== Dataset content ==
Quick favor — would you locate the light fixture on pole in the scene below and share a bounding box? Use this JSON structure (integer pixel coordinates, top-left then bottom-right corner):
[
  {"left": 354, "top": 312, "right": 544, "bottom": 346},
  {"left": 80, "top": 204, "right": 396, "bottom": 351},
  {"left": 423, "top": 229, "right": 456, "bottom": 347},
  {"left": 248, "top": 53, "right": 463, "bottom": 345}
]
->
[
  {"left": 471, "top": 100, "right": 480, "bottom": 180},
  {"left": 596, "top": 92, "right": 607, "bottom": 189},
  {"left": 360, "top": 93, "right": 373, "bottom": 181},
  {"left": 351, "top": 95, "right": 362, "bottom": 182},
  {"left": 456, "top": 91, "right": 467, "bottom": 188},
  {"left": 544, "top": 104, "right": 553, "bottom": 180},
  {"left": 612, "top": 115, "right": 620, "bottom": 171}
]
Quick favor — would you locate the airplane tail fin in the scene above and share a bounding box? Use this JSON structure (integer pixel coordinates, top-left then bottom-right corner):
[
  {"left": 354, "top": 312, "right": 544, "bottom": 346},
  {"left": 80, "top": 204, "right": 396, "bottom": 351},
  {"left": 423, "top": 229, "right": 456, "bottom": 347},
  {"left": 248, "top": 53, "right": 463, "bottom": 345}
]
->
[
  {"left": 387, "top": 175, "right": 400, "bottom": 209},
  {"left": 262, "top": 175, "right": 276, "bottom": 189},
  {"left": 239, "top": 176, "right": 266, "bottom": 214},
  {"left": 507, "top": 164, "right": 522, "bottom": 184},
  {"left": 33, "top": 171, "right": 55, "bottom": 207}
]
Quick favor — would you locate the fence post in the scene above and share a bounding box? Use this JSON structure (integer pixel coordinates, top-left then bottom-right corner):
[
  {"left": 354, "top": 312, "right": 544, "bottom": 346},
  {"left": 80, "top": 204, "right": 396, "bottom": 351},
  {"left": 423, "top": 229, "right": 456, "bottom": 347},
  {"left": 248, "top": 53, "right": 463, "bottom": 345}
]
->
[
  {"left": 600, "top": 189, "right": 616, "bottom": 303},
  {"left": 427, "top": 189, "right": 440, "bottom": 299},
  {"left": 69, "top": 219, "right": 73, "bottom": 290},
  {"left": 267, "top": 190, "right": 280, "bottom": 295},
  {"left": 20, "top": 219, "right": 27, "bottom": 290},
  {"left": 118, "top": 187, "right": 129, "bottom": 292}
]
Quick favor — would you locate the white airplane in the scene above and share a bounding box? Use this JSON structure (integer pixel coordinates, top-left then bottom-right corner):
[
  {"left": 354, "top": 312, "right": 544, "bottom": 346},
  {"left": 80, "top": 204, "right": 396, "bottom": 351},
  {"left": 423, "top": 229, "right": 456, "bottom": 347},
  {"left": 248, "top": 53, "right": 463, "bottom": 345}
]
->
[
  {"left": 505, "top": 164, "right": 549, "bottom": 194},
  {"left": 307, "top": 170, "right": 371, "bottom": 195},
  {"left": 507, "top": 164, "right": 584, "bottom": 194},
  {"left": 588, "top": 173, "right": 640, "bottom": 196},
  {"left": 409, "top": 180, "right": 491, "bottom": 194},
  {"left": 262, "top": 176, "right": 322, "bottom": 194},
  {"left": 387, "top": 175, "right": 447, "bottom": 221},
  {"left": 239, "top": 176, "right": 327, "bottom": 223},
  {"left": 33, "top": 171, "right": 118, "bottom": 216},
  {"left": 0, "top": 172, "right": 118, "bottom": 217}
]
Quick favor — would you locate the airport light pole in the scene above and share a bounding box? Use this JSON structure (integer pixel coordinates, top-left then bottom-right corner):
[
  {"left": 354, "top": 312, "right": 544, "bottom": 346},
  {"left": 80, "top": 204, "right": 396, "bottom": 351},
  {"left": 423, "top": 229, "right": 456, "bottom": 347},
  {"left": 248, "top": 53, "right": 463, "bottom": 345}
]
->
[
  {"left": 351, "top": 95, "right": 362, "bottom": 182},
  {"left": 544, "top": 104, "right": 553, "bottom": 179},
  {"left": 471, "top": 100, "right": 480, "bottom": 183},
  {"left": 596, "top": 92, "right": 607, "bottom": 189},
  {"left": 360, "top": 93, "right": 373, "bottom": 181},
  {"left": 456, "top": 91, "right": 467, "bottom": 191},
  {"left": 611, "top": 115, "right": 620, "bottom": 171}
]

== Set exercise ==
Which lines of the records above contain the word "white"? List each of them in full.

== Answer to this task ==
Quick favor — would you locate the white airplane in the scene above and share a bounding box? Use this JSON structure (integer pixel coordinates, top-left then bottom-right corner):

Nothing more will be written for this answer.